-- Begin --

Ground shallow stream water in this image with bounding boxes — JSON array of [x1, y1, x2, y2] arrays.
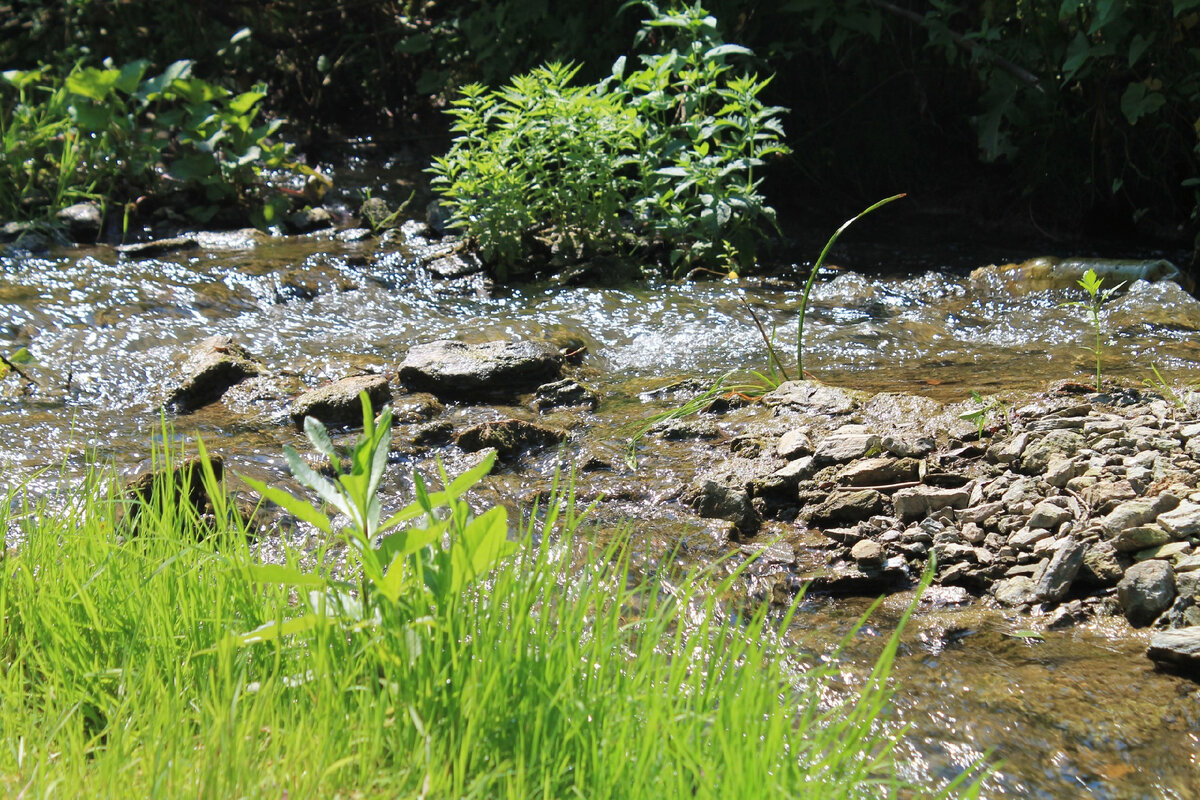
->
[[0, 227, 1200, 799]]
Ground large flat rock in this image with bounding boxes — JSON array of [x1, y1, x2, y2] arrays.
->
[[400, 341, 563, 401]]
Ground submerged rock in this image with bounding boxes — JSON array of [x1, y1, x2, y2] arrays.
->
[[167, 336, 263, 411], [289, 375, 391, 425], [116, 236, 200, 258], [1117, 560, 1175, 627], [400, 341, 563, 401], [54, 203, 104, 243], [455, 420, 566, 458], [1146, 625, 1200, 670]]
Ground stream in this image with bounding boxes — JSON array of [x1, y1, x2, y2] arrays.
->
[[0, 227, 1200, 799]]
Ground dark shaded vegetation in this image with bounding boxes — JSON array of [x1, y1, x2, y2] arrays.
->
[[0, 0, 1200, 266]]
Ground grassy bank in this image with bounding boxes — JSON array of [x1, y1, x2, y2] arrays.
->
[[0, 441, 974, 799]]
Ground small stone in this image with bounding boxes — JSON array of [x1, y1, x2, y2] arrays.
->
[[992, 575, 1036, 606], [892, 486, 971, 522], [1133, 542, 1192, 561], [1117, 560, 1175, 627], [530, 379, 600, 411], [1146, 625, 1200, 670], [1025, 500, 1072, 530], [289, 375, 391, 425], [850, 539, 886, 571], [455, 420, 566, 458], [689, 479, 758, 534], [1033, 536, 1087, 603], [1109, 525, 1171, 553], [1019, 431, 1087, 475], [775, 428, 812, 461], [1157, 500, 1200, 539], [400, 341, 563, 401], [812, 425, 880, 465], [803, 489, 887, 528], [167, 336, 262, 411], [287, 206, 334, 234], [54, 203, 104, 243], [1102, 494, 1180, 536], [834, 457, 919, 486]]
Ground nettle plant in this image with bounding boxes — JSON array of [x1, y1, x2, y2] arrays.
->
[[430, 4, 788, 277], [0, 60, 304, 224]]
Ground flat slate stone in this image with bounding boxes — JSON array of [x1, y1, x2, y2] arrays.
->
[[400, 341, 563, 401], [1146, 625, 1200, 669], [290, 375, 391, 425]]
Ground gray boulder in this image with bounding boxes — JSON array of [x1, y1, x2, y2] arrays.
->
[[54, 203, 104, 243], [455, 420, 566, 458], [1117, 560, 1175, 627], [167, 336, 263, 411], [289, 375, 391, 425], [400, 341, 563, 401]]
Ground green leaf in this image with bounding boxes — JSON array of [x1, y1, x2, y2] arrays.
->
[[1121, 82, 1166, 125], [229, 614, 322, 648], [239, 475, 334, 534]]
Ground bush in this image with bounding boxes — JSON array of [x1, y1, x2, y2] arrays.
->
[[430, 4, 787, 276], [0, 61, 307, 223]]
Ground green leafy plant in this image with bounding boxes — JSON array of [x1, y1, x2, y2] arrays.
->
[[796, 194, 906, 378], [1141, 363, 1196, 410], [0, 61, 312, 224], [1062, 270, 1124, 391], [235, 392, 516, 645], [430, 4, 788, 277]]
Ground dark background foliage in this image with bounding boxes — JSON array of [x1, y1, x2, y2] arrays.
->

-- End --

▶ _EXERCISE DETAILS_
Write out each of the items above word for word, leaving out the pictures.

▶ _RESULT_
Ground shallow stream water in this image with bounding boxes — JSON array of [x1, y1, x2, y2] arrays.
->
[[0, 227, 1200, 799]]
Ground large flat rock in this image with bounding boxes — JSON array of [x1, y1, x2, y2] arrays.
->
[[400, 341, 563, 401]]
Ground submerged rock in this image with bounding boxes — JSON array of [x1, y1, x2, y2] arrays.
->
[[167, 336, 263, 411], [289, 375, 391, 425], [116, 236, 200, 258], [1117, 560, 1175, 627], [400, 341, 563, 401], [54, 203, 104, 243], [455, 420, 566, 458], [1146, 625, 1200, 670]]
Ground stream in this image with bounding boxes — JSON array of [x1, y1, x2, y2] arrays.
->
[[0, 227, 1200, 799]]
Ground dark shaded vegetation in this image with bounding boxes — JSON array of [x1, y1, x2, y2] arrays.
->
[[0, 0, 1200, 266]]
Ground grassy bank in this image with bounding boxes — JSON array of [x1, y1, x2, y2] arrays.
->
[[0, 441, 974, 799]]
Ground small stone in this image with bounding boxes — JSON array of [x1, y1, x2, y2] arrays.
->
[[992, 575, 1036, 606], [892, 486, 971, 522], [1133, 542, 1192, 561], [1117, 560, 1175, 627], [530, 379, 600, 411], [1146, 625, 1200, 670], [1025, 500, 1072, 530], [289, 375, 391, 425], [850, 539, 886, 571], [455, 420, 566, 458], [689, 479, 758, 534], [1033, 536, 1087, 603], [1109, 525, 1171, 553], [1019, 431, 1087, 475], [775, 428, 812, 461], [1157, 500, 1200, 539], [400, 341, 563, 401], [812, 425, 880, 465], [803, 489, 887, 528], [167, 336, 262, 411], [287, 206, 334, 234], [54, 203, 104, 243], [1102, 494, 1180, 536], [834, 457, 919, 486]]
Ground nettle plant in this image with bounding boxes — JSON array of [x1, y1, x2, y2] arrays.
->
[[430, 4, 788, 277], [0, 60, 304, 224]]
Ground flat slate stone in this image with bounding boxes — JSON array of [x1, y1, x2, y2] arrays.
->
[[400, 341, 563, 401], [1146, 625, 1200, 669], [290, 375, 391, 425]]
Ground gray boulder in this image with bounding boxes — JSON array of [x1, y1, x2, y2] arrays.
->
[[54, 203, 104, 243], [455, 420, 566, 458], [1117, 560, 1175, 627], [167, 336, 263, 411], [289, 375, 391, 425], [400, 341, 563, 401]]
Ground green leaf in this image with bounding boxes — JSON array of [x1, y1, x2, y2] arrays.
->
[[1121, 82, 1166, 125], [229, 614, 322, 648], [239, 475, 334, 534]]
Ground bush in this image with bounding boxes — JSON array of [x1, y1, x2, y2] arrays.
->
[[430, 4, 787, 276], [0, 61, 307, 223]]
Ground green leafy plant in this image with bounding boxes — JSON array of [x1, y1, x2, y2] arrays.
->
[[796, 194, 906, 378], [1141, 363, 1196, 410], [0, 61, 312, 224], [1062, 270, 1124, 391], [235, 392, 516, 645], [430, 4, 788, 277]]
Ground dark background foliage in this image with bounding boxes — JSON array of [x1, y1, x2, y2] arrays.
->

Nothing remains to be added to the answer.